What this task involves:
Could you reproduce the Mouse Helper Class documentation below word for word, from its title through the final note?

Article:
Mouse Helper Class
==================

The ``Mouse`` class is an internal helper that handles the low-level mouse operations for the MakcuController. While you typically won't use this class directly, understanding it can help with advanced usage and troubleshooting.

.. currentmodule:: makcu

Class Overview
--------------

.. autoclass:: makcu.Mouse
   :no-members:

The Mouse class provides:

* **Raw Command Generation**: Creates the actual device commands
* **State Management**: Tracks button states and lock status  
* **Protocol Handling**: Formats commands for the Makcu device
* **Response Parsing**: Interprets device responses

**Note:** You typically don't create Mouse instances directly. The MakcuController creates and manages one for you.

Record set:
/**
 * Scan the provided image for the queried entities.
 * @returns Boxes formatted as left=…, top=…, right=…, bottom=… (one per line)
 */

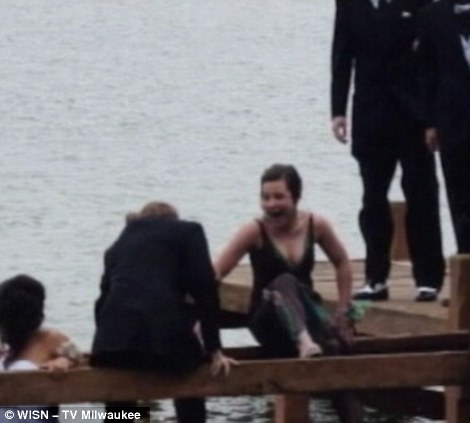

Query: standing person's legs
left=441, top=144, right=470, bottom=254
left=400, top=137, right=445, bottom=301
left=354, top=152, right=397, bottom=300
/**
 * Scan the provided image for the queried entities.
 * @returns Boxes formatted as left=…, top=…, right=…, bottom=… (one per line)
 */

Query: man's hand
left=424, top=128, right=439, bottom=153
left=211, top=350, right=238, bottom=376
left=331, top=116, right=348, bottom=144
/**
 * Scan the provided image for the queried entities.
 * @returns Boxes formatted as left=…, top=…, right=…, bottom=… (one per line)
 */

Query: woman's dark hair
left=261, top=163, right=302, bottom=203
left=0, top=275, right=46, bottom=363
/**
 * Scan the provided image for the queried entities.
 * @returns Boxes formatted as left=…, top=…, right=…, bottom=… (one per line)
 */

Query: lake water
left=0, top=0, right=454, bottom=423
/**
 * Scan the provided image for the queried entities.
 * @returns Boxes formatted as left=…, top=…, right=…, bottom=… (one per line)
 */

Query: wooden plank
left=446, top=254, right=470, bottom=423
left=351, top=330, right=470, bottom=354
left=224, top=330, right=470, bottom=360
left=0, top=352, right=470, bottom=405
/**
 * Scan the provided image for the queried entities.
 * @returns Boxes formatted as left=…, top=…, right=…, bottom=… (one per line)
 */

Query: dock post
left=390, top=201, right=410, bottom=260
left=446, top=254, right=470, bottom=423
left=274, top=394, right=310, bottom=423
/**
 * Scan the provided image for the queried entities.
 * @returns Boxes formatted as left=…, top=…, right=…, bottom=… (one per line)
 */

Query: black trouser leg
left=357, top=155, right=397, bottom=283
left=441, top=144, right=470, bottom=254
left=400, top=139, right=445, bottom=291
left=174, top=398, right=206, bottom=423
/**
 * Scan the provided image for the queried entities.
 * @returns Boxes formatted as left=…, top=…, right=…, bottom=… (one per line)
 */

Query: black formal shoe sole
left=353, top=289, right=388, bottom=301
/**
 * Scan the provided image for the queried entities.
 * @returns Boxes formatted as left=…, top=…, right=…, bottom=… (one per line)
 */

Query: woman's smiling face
left=261, top=179, right=296, bottom=226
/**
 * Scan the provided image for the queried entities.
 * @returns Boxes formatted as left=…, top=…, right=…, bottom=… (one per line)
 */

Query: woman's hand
left=211, top=350, right=238, bottom=376
left=40, top=357, right=73, bottom=372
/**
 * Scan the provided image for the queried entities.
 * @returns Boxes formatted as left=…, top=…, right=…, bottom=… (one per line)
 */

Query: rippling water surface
left=0, top=0, right=453, bottom=423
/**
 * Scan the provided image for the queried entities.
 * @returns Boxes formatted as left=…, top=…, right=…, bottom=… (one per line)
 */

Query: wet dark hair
left=261, top=163, right=302, bottom=203
left=0, top=275, right=46, bottom=364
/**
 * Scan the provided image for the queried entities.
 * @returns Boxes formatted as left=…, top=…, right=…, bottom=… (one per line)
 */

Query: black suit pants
left=441, top=139, right=470, bottom=254
left=356, top=132, right=444, bottom=290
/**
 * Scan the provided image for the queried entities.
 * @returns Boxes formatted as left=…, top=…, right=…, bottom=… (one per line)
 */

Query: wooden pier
left=0, top=204, right=470, bottom=423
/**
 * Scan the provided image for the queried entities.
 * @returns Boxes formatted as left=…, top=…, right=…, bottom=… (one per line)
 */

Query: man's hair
left=126, top=201, right=178, bottom=223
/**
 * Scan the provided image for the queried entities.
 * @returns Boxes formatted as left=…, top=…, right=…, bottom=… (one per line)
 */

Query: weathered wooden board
left=0, top=351, right=470, bottom=405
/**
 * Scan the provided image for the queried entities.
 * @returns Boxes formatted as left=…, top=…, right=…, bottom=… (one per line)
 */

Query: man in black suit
left=331, top=0, right=444, bottom=301
left=418, top=0, right=470, bottom=253
left=91, top=202, right=233, bottom=423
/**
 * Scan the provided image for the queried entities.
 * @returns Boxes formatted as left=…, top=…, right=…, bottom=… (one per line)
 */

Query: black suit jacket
left=331, top=0, right=429, bottom=154
left=92, top=218, right=220, bottom=361
left=418, top=0, right=470, bottom=149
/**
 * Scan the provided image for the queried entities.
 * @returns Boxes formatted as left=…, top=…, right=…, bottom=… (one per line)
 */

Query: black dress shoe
left=353, top=283, right=388, bottom=301
left=415, top=287, right=437, bottom=303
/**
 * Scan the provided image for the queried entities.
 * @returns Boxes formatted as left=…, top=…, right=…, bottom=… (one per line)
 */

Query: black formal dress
left=91, top=217, right=220, bottom=423
left=418, top=0, right=470, bottom=253
left=331, top=0, right=444, bottom=292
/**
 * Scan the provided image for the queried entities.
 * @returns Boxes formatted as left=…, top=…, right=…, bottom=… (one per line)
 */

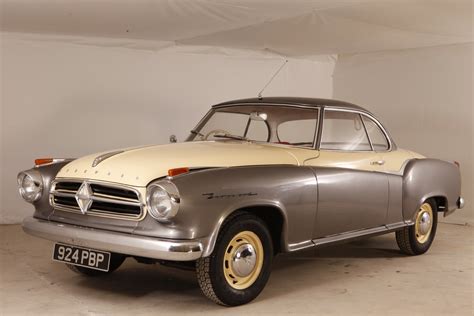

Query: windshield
left=188, top=105, right=319, bottom=147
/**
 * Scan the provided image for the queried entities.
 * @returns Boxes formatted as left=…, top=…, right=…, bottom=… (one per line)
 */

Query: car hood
left=57, top=141, right=314, bottom=186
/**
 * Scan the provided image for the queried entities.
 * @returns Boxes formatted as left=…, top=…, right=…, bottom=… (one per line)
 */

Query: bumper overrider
left=23, top=217, right=203, bottom=261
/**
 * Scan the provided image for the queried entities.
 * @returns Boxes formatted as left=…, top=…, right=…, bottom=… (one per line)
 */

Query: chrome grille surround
left=49, top=178, right=146, bottom=221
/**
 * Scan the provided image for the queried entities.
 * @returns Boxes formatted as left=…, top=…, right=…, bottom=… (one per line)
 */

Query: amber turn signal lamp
left=168, top=167, right=189, bottom=177
left=35, top=158, right=53, bottom=166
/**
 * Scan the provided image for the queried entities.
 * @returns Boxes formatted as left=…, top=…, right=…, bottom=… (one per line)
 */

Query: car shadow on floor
left=64, top=235, right=403, bottom=306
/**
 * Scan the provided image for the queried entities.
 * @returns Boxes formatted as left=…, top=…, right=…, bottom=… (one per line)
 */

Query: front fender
left=403, top=159, right=461, bottom=221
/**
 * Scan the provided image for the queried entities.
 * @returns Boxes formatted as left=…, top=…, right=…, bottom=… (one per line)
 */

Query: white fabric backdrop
left=0, top=33, right=335, bottom=223
left=334, top=44, right=474, bottom=222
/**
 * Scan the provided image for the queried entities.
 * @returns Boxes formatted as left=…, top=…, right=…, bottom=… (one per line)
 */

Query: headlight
left=146, top=181, right=180, bottom=221
left=18, top=170, right=43, bottom=203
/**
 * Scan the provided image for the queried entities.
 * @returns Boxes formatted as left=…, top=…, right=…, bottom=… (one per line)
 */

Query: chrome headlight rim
left=146, top=180, right=181, bottom=223
left=17, top=170, right=44, bottom=203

Problem solution:
Mouse Helper Class
==================

The ``Mouse`` class is an internal helper that handles the low-level mouse operations for the MakcuController. While you typically won't use this class directly, understanding it can help with advanced usage and troubleshooting.

.. currentmodule:: makcu

Class Overview
--------------

.. autoclass:: makcu.Mouse
   :no-members:

The Mouse class provides:

* **Raw Command Generation**: Creates the actual device commands
* **State Management**: Tracks button states and lock status  
* **Protocol Handling**: Formats commands for the Makcu device
* **Response Parsing**: Interprets device responses

**Note:** You typically don't create Mouse instances directly. The MakcuController creates and manages one for you.